— start Items —

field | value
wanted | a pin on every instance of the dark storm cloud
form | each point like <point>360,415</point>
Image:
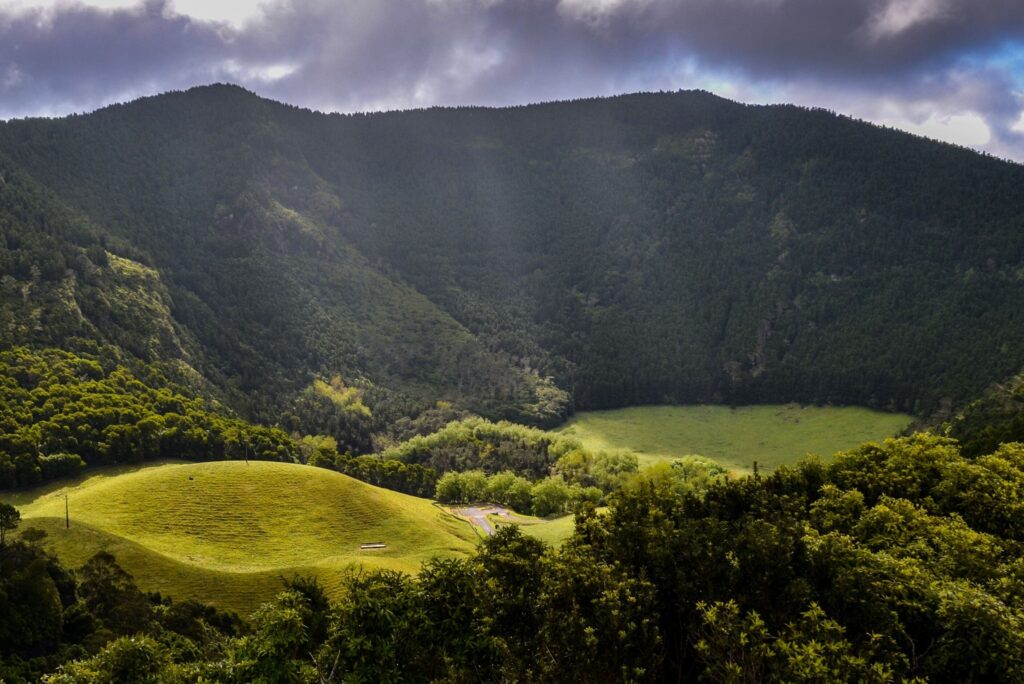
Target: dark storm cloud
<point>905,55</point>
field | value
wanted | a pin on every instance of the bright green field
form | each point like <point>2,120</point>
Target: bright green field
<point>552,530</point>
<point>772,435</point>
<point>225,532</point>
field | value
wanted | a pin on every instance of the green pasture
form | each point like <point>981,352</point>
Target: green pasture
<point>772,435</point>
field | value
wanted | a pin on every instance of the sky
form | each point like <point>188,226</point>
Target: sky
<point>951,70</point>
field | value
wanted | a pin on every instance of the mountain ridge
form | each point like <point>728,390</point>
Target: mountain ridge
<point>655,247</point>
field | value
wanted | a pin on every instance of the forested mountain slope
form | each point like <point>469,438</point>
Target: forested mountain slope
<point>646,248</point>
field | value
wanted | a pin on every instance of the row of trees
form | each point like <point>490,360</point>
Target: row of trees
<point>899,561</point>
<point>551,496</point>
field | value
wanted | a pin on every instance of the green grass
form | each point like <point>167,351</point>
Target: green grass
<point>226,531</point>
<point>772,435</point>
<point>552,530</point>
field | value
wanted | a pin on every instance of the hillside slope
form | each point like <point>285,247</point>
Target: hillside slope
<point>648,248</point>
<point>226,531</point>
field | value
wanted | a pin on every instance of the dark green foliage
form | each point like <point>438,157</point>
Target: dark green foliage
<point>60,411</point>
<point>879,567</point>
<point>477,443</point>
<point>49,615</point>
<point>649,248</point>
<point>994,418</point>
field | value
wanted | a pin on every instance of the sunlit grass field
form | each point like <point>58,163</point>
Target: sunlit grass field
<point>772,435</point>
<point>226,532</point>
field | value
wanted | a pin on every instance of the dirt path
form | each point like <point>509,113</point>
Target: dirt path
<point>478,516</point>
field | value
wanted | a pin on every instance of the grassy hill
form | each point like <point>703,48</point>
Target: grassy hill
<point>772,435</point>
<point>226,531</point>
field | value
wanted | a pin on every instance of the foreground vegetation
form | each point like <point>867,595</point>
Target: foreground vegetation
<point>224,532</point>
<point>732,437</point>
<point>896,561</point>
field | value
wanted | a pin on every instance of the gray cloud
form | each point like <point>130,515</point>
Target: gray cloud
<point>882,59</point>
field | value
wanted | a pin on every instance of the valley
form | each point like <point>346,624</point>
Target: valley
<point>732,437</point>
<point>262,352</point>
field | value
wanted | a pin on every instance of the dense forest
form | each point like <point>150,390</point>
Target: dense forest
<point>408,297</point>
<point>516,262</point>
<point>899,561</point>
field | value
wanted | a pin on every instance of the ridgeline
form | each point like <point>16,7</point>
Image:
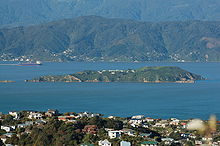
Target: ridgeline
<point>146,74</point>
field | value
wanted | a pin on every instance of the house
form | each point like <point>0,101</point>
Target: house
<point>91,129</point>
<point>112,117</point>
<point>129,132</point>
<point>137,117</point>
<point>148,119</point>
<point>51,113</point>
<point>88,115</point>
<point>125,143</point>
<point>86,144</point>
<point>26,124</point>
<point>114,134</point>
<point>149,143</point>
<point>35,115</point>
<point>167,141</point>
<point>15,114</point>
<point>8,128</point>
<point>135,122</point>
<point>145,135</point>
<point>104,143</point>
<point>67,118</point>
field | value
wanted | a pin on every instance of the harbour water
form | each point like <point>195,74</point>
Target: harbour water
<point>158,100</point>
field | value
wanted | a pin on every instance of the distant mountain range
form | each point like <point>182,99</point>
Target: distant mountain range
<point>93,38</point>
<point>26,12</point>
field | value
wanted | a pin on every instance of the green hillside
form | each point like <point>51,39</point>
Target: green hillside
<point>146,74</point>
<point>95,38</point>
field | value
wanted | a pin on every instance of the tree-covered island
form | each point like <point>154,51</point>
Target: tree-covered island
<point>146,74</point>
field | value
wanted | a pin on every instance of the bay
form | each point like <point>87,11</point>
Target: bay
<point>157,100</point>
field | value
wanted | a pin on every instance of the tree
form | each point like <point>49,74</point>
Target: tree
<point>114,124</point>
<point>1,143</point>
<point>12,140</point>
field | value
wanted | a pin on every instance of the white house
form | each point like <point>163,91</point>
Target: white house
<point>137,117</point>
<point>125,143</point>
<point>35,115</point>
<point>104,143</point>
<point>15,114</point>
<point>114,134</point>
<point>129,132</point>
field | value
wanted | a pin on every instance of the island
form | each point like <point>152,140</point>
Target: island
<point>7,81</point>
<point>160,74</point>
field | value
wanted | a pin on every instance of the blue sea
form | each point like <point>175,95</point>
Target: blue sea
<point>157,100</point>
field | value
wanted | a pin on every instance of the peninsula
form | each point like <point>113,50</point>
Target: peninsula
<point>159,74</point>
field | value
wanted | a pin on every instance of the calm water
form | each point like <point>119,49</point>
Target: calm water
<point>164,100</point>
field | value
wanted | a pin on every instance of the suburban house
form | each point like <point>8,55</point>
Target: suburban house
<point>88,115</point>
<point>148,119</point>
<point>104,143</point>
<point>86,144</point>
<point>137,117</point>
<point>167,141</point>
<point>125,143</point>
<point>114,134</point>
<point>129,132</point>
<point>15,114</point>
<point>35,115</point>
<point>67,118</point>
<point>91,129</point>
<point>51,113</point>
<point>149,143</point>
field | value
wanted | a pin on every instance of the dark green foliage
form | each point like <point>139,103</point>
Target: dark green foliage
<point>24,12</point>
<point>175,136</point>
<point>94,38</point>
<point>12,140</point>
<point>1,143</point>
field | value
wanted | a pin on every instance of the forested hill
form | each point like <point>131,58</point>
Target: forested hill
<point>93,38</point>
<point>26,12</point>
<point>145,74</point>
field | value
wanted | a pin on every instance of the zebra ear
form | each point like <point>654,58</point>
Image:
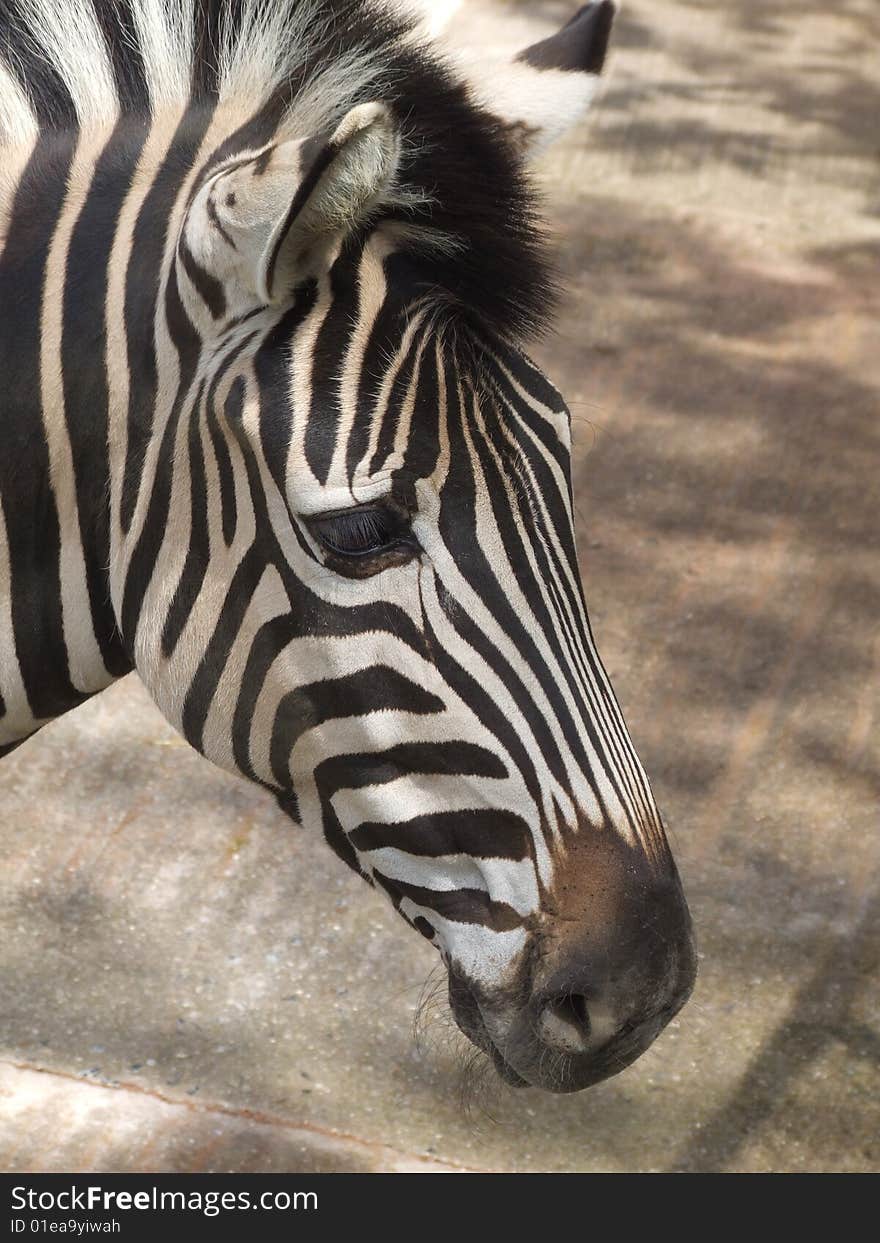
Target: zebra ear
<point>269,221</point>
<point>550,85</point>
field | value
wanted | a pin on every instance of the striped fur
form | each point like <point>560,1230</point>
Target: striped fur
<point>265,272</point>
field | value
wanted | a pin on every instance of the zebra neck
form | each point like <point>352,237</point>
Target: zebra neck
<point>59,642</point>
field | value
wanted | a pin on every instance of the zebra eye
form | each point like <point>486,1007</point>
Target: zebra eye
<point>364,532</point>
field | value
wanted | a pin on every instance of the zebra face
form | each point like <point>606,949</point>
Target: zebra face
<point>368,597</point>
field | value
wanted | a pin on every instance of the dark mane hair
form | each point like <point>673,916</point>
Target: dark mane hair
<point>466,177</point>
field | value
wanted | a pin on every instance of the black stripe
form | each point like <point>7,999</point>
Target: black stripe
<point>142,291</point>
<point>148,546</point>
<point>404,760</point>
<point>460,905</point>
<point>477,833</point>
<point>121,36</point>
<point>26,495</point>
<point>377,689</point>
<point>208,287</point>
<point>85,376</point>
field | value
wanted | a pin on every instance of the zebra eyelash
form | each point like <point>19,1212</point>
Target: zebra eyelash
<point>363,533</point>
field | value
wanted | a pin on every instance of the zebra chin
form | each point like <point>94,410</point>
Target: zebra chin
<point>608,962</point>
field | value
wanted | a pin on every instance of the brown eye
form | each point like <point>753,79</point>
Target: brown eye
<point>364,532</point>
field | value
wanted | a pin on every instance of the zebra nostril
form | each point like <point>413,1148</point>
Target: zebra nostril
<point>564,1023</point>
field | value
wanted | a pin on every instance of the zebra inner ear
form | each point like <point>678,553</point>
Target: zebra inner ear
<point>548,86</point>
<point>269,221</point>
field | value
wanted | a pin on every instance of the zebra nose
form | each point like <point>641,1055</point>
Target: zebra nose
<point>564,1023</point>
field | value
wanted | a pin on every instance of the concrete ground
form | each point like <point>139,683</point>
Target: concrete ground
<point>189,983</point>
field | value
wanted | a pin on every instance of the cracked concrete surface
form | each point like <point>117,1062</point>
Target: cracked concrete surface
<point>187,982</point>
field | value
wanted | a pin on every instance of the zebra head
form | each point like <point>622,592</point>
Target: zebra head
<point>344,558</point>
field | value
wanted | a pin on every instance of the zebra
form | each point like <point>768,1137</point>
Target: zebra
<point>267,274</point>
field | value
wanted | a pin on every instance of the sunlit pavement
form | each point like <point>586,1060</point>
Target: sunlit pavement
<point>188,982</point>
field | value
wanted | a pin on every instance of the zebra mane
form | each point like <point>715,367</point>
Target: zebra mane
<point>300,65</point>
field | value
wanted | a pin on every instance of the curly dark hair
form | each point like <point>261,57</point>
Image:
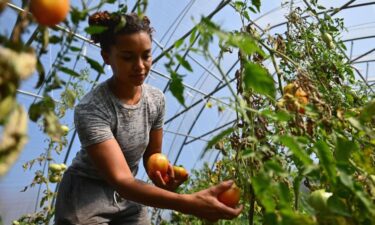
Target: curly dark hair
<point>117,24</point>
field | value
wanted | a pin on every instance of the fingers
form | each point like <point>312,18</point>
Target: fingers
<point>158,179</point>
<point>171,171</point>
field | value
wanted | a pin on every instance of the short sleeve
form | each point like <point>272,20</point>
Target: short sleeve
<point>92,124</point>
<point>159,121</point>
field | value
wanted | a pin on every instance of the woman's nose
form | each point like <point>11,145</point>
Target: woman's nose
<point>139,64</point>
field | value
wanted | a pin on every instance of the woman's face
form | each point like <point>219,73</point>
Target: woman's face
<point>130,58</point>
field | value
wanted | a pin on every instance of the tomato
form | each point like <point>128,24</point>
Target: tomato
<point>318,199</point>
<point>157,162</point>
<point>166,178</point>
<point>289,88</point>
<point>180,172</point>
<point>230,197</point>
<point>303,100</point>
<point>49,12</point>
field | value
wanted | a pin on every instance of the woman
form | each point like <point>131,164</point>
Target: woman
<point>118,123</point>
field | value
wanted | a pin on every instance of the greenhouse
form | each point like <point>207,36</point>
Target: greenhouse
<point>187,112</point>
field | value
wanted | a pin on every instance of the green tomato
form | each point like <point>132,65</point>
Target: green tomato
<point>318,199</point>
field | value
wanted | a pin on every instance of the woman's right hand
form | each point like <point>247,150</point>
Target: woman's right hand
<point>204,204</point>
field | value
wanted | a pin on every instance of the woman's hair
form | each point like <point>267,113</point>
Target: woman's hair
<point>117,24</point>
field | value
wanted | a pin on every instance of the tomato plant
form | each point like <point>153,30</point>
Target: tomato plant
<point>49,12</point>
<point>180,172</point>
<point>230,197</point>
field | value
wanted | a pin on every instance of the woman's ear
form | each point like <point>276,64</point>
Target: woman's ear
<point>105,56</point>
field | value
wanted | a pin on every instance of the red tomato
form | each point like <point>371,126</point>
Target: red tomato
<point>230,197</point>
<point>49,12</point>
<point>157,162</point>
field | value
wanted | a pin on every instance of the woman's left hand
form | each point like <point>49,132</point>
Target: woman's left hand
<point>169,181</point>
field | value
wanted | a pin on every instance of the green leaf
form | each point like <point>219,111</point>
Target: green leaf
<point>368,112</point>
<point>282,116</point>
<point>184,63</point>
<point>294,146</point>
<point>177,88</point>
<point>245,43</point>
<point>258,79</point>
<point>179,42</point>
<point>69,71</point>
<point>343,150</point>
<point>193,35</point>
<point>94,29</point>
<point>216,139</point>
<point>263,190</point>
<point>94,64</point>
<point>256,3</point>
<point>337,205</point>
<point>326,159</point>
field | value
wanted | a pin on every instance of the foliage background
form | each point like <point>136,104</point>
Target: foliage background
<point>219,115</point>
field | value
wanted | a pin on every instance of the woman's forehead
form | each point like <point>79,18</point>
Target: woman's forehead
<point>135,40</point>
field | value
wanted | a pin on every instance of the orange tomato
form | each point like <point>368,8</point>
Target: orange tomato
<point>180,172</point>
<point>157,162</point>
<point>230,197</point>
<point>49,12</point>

— end Items —

■ Instructions for the task:
Find every line in the entries above that contains the string "pavement", and copy each of those lines. Case counts.

■ Full output:
wanted | a pin on every instance of the sunlit pavement
Target: sunlit pavement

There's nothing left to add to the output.